What to do: Please return all of the material exactly, with no line missing.

Extracted entries:
========

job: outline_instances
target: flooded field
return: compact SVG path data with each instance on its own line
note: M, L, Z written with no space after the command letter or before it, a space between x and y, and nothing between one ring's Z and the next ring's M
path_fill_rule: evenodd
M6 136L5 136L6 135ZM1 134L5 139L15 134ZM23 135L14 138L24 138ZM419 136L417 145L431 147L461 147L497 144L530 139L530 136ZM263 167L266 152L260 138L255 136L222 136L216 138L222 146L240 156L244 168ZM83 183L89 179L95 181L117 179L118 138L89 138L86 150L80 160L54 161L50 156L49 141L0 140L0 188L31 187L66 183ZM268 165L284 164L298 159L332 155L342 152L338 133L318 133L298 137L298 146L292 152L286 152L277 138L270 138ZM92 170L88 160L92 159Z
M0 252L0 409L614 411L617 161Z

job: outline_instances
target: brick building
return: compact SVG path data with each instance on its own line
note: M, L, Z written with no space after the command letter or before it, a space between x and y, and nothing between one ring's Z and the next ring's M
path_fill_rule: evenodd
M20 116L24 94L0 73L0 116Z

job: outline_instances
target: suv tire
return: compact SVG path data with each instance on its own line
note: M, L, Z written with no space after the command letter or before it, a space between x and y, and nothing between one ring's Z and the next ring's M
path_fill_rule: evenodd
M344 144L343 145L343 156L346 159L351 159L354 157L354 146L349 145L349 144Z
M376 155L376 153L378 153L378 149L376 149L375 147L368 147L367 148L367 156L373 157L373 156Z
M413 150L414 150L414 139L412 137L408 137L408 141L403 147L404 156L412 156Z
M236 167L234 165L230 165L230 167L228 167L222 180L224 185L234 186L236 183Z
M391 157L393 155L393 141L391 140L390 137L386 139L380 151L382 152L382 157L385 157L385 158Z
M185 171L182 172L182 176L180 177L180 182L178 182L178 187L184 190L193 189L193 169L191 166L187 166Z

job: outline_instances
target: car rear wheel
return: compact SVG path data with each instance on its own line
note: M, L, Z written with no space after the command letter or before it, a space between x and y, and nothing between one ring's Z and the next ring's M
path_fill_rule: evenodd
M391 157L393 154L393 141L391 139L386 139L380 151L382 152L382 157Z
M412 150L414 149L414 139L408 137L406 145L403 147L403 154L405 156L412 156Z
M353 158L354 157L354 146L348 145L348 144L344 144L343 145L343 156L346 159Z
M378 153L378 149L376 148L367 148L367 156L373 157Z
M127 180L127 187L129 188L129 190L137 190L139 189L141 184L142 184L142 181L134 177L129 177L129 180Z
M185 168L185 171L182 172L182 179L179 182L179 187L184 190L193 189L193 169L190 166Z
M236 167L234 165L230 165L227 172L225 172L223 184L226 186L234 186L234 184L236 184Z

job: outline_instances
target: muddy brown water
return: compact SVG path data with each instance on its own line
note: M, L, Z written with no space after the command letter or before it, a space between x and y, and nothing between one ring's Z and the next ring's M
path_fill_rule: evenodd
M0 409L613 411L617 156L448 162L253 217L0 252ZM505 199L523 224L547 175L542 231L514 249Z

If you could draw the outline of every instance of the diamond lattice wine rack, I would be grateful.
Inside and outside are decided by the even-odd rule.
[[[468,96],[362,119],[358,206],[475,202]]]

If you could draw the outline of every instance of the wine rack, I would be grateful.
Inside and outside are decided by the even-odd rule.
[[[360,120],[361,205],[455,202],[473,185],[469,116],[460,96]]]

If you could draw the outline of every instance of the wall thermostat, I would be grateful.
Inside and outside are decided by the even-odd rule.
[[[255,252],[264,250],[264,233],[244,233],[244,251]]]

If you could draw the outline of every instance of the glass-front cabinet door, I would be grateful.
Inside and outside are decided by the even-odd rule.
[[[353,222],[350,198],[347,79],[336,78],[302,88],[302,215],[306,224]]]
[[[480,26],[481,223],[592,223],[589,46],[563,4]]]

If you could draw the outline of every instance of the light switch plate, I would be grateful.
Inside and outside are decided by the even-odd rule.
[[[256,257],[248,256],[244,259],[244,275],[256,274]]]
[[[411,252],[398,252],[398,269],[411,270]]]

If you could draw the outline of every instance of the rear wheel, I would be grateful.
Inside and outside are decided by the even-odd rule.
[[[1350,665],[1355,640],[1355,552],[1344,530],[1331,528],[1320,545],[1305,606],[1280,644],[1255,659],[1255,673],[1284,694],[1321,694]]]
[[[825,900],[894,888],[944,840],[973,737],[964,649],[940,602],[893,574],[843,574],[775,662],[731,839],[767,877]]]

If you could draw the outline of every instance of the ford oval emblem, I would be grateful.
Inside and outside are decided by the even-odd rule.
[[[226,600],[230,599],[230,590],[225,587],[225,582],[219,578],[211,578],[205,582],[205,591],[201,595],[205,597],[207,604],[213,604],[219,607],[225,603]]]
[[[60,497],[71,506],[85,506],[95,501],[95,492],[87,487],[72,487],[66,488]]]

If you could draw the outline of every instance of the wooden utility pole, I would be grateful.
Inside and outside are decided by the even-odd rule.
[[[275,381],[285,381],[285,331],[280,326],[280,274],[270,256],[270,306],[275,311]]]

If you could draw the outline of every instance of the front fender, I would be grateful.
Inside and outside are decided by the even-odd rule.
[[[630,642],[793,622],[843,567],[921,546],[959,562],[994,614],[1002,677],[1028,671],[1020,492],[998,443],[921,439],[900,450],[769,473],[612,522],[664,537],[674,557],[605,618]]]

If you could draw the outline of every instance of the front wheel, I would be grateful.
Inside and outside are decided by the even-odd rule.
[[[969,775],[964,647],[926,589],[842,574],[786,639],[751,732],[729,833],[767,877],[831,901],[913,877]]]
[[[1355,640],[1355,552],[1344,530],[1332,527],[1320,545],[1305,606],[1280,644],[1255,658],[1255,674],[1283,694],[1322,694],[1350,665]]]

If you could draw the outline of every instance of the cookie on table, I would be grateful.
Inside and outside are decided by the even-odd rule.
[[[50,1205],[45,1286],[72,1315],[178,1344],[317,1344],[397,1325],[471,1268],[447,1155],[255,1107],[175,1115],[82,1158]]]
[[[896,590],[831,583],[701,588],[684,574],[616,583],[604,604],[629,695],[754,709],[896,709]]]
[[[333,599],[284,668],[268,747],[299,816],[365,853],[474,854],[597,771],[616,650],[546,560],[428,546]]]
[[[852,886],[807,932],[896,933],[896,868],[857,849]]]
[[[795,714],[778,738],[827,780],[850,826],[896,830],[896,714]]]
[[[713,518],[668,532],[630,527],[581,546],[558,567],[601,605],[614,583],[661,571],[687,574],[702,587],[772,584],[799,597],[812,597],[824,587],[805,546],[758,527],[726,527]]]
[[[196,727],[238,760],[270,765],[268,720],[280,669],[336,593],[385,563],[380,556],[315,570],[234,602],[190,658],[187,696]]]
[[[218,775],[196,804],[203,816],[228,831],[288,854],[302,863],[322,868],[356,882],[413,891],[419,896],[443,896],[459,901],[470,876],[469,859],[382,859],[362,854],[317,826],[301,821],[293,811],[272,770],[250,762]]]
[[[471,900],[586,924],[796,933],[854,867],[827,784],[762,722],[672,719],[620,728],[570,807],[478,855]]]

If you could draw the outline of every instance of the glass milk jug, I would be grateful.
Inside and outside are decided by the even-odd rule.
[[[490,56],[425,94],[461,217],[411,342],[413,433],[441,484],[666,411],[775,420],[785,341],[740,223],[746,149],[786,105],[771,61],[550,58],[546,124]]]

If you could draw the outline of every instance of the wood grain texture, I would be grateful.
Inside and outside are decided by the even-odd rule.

========

Exercise result:
job: outline_instances
target: flooded field
return: compact SVG path data with each instance on its own line
note: M, L, Z written with no space after the command letter or before it, a space between x and y, and nothing between one ring's Z and the next ring's M
path_fill_rule: evenodd
M6 136L5 136L6 135ZM1 134L5 139L15 134ZM23 135L14 138L24 138ZM419 136L417 145L431 147L461 147L497 144L530 139L530 136ZM263 167L266 152L260 138L255 136L222 136L216 138L222 146L240 156L244 168ZM83 183L89 179L95 181L117 179L118 138L89 138L86 150L80 160L54 161L50 156L49 141L0 140L0 188L31 187L66 183ZM268 165L284 164L298 159L332 155L342 152L338 133L318 133L298 137L298 146L292 152L286 152L277 138L270 138ZM92 170L88 160L92 159Z
M0 252L0 409L614 411L617 161Z

job: outline_instances
target: brick building
return: compact SVG path data with each instance on its own line
note: M, L, Z written with no space after the command letter or before it, a space between x and y, and nothing between one ring's Z and the next ring's M
path_fill_rule: evenodd
M20 116L24 94L0 73L0 116Z

job: outline_instances
target: suv tire
return: compact SVG path data with each instance on its own line
note: M, L, Z written with no space after the command letter or before it, a space between x and y, and nothing between one ring's Z and the next ring's M
path_fill_rule: evenodd
M344 144L343 145L343 156L346 159L351 159L354 157L354 146L349 145L349 144Z
M376 155L376 153L378 153L378 149L376 149L375 147L368 147L367 148L367 156L373 157L373 156Z
M413 150L414 150L414 139L412 137L408 137L408 141L403 147L404 156L412 156Z
M236 167L234 165L230 165L230 167L228 167L222 180L224 185L234 186L236 183Z
M391 157L393 155L393 141L391 140L390 137L386 139L380 151L382 152L382 157L385 157L385 158Z
M185 171L182 172L182 176L180 177L180 182L178 182L178 187L184 190L193 189L193 169L191 166L187 166Z

job: outline_instances
target: car rear wheel
return: compact SVG path data with each instance on its own line
note: M, L, Z written with no space after the command letter or before it, a space between x and y, and nothing between one ring's Z and the next ring's M
path_fill_rule: evenodd
M391 157L393 154L393 141L391 139L386 139L380 151L382 152L382 157Z
M412 150L414 149L414 139L408 137L406 145L403 147L403 154L405 156L412 156Z
M353 158L354 157L354 146L348 145L348 144L344 144L343 145L343 156L346 159Z
M378 153L378 149L376 148L367 148L367 156L373 157Z
M127 180L127 187L129 188L129 190L137 190L139 189L141 184L142 184L142 181L134 177L129 177L129 180Z
M185 168L185 171L182 172L182 179L179 182L179 187L184 190L193 189L193 169L190 166Z
M236 167L234 165L230 165L227 172L225 172L223 184L226 186L234 186L234 184L236 184Z

job: outline_instances
target: muddy brown water
return: compact SVG path data with each instance on its own line
note: M, L, Z written with no space after the command letter or before it, a space between x and y, and nothing between one ring's Z and the next ring's M
path_fill_rule: evenodd
M0 409L613 411L617 156L448 162L253 217L0 252ZM505 199L523 224L547 175L542 231L514 249Z

If you could draw the outline of every instance of the diamond lattice wine rack, I would be grateful.
Inside and outside are decided by the even-odd rule.
[[[468,96],[362,119],[358,206],[475,202]]]

If you could draw the outline of every instance of the wine rack, I would be grateful.
Inside and outside are decided by the even-odd rule.
[[[360,120],[361,205],[455,202],[473,185],[469,116],[460,96]]]

If you could draw the outline of every instance of the wall thermostat, I would be grateful.
Inside and outside are decided by the even-odd rule.
[[[255,252],[264,250],[264,233],[244,233],[244,251]]]

If you could draw the outline of every instance of the glass-front cabinet door, I would be grateful.
Inside and outside are decided by the even-odd rule.
[[[353,222],[350,198],[347,79],[336,78],[302,88],[302,215],[306,224]]]
[[[480,26],[481,223],[592,223],[589,46],[563,4]]]

If you could draw the outline of every instance of the light switch plate, I would be grateful.
Inside and outside are decided by the even-odd rule.
[[[256,257],[248,256],[244,259],[244,275],[256,274]]]
[[[411,252],[398,252],[398,269],[411,270]]]

If you could draw the outline of every instance of the rear wheel, I would be grateful.
Inside and outside are decided by the even-odd rule.
[[[1350,665],[1355,640],[1355,552],[1344,530],[1331,528],[1320,545],[1305,606],[1280,644],[1255,659],[1255,673],[1284,694],[1321,694]]]
[[[825,900],[894,888],[944,840],[973,737],[964,649],[940,602],[893,574],[843,574],[775,662],[731,839],[767,877]]]

If you could draw the outline of every instance of the ford oval emblem, I would be grateful.
Inside and outside are decided by the even-odd rule.
[[[226,600],[230,599],[230,590],[225,587],[225,582],[219,578],[211,578],[205,582],[205,591],[201,595],[205,597],[207,604],[213,604],[219,607],[225,603]]]
[[[60,497],[71,506],[85,506],[95,501],[95,492],[87,487],[72,487],[66,488]]]

If you could draw the outline of every instance of the wooden utility pole, I would be grateful.
Inside and outside are decided by the even-odd rule.
[[[275,381],[285,381],[285,331],[280,326],[280,274],[270,256],[270,306],[275,311]]]

If you could draw the outline of every instance of the front fender, I would be grateful.
Inside and outside are decided by the even-odd rule.
[[[630,642],[793,622],[843,567],[921,546],[959,562],[994,614],[1002,677],[1028,671],[1020,492],[998,443],[921,439],[900,450],[769,473],[612,522],[664,537],[674,557],[605,618]]]

If you could draw the outline of every instance of the front wheel, I would be grateful.
Inside and outside are decided by the even-odd rule.
[[[969,775],[964,647],[926,589],[842,574],[786,639],[751,732],[729,833],[767,877],[831,901],[913,877]]]
[[[1355,640],[1355,552],[1344,530],[1332,527],[1320,545],[1305,606],[1280,644],[1255,658],[1255,674],[1283,694],[1322,694],[1350,665]]]

If you could draw the outline of every instance of the cookie on table, I would be grateful.
Inside and outside are decided by the even-odd rule.
[[[50,1205],[45,1286],[72,1315],[178,1344],[317,1344],[397,1325],[471,1268],[447,1155],[255,1107],[175,1115],[82,1158]]]
[[[896,590],[831,583],[701,588],[684,574],[616,583],[604,604],[629,695],[754,709],[896,709]]]
[[[333,599],[284,668],[268,747],[299,816],[365,853],[474,854],[597,771],[616,650],[546,560],[428,546]]]
[[[852,886],[807,932],[896,933],[896,868],[857,849]]]
[[[795,714],[778,738],[827,780],[850,826],[896,830],[896,714]]]
[[[713,518],[668,532],[630,527],[581,546],[558,567],[601,605],[614,583],[661,571],[687,574],[702,587],[772,584],[799,597],[812,597],[824,587],[805,546],[758,527],[726,527]]]
[[[196,727],[238,760],[270,765],[268,720],[280,669],[336,593],[385,563],[380,556],[315,570],[234,602],[190,658],[187,696]]]
[[[218,775],[196,804],[203,816],[228,831],[288,854],[302,863],[322,868],[356,882],[413,891],[419,896],[443,896],[459,901],[470,876],[469,859],[382,859],[362,854],[317,826],[301,821],[293,811],[272,770],[250,762]]]
[[[471,900],[586,924],[796,933],[854,867],[827,784],[762,722],[672,719],[620,728],[570,807],[478,855]]]

If you could draw the outline of every instance of the glass milk jug, I would be grateful.
Inside and outside are decided by the even-odd rule.
[[[490,56],[425,94],[461,217],[411,342],[413,433],[441,484],[666,411],[775,420],[785,341],[740,223],[746,149],[786,105],[771,61],[550,58],[546,124]]]

If you could draw the outline of every instance of the wood grain texture, I would be grateful.
Inside and outside are decided by the even-odd rule.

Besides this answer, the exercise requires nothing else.